**DOCUMENT TEXT**
So an all-flash RAIDZ2 would be - spoken in general terms - faster than an hybrid mirrored vdev pool - but of course, the best performance will only be possible with mirrored vdevs.

Correct. To quote/edit an old post of mine on the subject, RAIDZ on SSD tends to be "fast enough" for general use cases.

VM storage tends to create a lot of 4K and 8K writes, which RAIDZ doesn't do the best job with from a space-efficiency perspective. The wider and more redundant your vdev is, the worse it gets - so your 3-wide Z1 is probably okay, but someone with a 6-wide Z2 will wonder why they're getting the efficiency of a mirror3.

For the most part, SSDs do get to club the fragmentation-related performance with raw speed and clear the "fast enough" hurdle for general users. Mirrors will still be overall faster.

**TASK PROMPT**
Continue the text on RAIDZ versus mirrored vdevs for SSD pools, picking up after its final sentence.

**RECORDS**
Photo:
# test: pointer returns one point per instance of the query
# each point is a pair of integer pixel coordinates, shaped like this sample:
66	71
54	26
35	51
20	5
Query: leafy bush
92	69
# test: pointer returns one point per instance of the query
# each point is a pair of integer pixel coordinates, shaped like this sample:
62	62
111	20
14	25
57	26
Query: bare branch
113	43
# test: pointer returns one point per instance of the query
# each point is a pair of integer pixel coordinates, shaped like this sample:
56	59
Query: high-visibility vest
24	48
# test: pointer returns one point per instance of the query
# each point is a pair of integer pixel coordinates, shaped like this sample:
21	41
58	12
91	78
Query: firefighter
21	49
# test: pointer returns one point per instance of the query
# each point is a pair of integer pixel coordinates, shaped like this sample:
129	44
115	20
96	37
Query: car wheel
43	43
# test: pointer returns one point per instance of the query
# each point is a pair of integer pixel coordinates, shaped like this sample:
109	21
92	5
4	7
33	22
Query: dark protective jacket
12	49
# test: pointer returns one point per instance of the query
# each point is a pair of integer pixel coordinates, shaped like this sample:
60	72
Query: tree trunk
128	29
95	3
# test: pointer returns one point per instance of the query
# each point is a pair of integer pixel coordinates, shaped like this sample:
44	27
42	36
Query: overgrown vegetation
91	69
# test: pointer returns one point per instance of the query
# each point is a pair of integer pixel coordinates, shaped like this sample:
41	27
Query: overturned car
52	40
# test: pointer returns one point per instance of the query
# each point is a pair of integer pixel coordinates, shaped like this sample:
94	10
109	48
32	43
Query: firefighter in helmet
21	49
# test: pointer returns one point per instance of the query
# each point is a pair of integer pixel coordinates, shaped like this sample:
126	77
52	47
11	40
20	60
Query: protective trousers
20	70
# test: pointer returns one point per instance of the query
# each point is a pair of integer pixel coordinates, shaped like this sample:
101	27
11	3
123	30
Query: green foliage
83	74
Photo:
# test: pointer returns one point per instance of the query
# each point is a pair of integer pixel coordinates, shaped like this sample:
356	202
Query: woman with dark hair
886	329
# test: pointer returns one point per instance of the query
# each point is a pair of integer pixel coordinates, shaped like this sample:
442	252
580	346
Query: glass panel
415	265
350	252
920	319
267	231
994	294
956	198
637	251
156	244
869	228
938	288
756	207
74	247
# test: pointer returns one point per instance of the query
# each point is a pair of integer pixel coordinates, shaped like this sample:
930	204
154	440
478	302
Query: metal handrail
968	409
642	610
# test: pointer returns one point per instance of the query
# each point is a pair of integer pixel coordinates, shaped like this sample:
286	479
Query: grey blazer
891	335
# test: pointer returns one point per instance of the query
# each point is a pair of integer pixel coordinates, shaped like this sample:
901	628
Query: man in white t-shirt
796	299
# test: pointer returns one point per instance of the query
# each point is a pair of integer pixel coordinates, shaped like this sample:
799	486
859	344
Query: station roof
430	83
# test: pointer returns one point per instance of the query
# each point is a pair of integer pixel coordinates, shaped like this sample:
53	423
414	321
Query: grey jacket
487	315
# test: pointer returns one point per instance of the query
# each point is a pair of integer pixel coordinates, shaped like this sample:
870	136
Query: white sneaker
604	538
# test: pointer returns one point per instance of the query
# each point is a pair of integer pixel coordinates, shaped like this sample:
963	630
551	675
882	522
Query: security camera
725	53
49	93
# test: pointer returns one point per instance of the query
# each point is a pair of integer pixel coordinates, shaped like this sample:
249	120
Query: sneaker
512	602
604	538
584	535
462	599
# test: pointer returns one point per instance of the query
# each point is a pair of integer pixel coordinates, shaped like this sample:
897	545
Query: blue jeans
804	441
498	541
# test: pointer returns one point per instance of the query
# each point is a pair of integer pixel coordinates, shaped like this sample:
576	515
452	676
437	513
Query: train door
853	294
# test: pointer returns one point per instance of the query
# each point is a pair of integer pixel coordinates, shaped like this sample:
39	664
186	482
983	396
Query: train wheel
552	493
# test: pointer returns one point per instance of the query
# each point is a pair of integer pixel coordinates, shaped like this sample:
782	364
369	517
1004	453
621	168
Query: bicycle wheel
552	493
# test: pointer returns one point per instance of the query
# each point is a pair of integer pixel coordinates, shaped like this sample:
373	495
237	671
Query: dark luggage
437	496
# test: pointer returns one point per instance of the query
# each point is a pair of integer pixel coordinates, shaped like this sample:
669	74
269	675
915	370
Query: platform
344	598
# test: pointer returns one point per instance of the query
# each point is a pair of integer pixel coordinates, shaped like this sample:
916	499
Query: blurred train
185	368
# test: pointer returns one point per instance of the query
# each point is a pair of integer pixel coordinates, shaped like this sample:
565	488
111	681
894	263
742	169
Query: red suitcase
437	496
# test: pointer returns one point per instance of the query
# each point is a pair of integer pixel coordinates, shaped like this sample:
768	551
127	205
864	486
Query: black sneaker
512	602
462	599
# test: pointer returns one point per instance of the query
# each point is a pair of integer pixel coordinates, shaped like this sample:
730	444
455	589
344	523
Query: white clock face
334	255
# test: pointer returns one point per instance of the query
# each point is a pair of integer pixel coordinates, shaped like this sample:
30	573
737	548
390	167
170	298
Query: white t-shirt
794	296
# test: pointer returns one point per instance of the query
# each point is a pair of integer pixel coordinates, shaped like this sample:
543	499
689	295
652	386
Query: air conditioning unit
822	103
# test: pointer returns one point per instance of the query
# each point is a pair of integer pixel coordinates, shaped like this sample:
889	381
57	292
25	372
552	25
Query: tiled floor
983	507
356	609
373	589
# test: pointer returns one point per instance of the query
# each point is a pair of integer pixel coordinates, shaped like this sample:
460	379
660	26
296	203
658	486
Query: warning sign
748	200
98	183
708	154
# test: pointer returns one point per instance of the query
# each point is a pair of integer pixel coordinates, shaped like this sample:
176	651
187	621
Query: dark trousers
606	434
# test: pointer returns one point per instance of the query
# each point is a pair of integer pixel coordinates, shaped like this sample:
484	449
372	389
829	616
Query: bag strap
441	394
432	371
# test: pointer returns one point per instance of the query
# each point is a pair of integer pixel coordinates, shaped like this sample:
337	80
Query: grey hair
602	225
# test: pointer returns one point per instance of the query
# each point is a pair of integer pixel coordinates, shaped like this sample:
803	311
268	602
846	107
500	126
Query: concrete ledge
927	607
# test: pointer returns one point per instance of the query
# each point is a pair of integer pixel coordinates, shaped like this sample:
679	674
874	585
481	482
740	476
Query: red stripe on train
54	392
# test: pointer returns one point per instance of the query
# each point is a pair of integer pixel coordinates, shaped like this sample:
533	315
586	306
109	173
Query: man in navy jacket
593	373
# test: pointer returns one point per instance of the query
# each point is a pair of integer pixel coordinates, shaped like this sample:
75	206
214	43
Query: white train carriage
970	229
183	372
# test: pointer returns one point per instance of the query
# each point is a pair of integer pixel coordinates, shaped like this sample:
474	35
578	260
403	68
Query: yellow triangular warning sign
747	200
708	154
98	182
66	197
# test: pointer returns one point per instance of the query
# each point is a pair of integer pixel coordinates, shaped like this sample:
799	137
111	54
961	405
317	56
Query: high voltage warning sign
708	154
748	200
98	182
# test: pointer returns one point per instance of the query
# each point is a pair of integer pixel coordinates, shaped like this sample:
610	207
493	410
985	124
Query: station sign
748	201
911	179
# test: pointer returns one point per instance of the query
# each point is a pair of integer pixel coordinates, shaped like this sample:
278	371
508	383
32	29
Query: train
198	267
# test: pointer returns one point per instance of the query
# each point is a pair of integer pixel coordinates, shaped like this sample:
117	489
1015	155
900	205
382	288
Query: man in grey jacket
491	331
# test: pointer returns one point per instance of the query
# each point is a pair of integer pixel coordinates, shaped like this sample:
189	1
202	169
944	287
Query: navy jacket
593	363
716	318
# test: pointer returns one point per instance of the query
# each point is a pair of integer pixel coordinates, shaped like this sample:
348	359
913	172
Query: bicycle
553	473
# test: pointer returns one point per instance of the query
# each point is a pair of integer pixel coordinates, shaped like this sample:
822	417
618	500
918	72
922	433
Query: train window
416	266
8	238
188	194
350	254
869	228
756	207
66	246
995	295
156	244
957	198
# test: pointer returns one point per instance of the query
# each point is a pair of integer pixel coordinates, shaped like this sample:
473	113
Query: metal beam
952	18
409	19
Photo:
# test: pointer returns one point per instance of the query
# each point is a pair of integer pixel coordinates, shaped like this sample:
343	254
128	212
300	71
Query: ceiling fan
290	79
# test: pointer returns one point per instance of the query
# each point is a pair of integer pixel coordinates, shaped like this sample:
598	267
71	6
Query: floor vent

**ANSWER TO THE TASK**
I need to set up a test environment to compare and put some numbers against this (eg: 4 SSDs, compare their performance and space-efficiency in both 2x2-mirror and 4-wide Z1, or 6 and compare in 3x2-mirror, 2x3-wide Z1, 1x6-wide Z2) (Edit - I still haven't done this. Shame the Badger.)

But to answer your questions:

1) Is there a significant difference in CPU load between the above setups?
No, the impact of mirror vs RAIDZ and RAIDZ width in terms of CPU utilization is minor. Things like your compression algorithm or encryption settings will have a far bigger impact.

2) Granted all SSDs provide enough IOPS, does it matter as much to choose mirrors over RaidZ(x) for VM storage as the traditional HDD advice?
SSD means it doesn't matter "as much" but it still matters. Mirrors will still be faster than RAIDZ. If the IOPS of a single SSD is sufficient for your use case, and space-inefficiency of RAIDZ on small blocks is tolerable, then you might get some greater usable space from RAIDZ.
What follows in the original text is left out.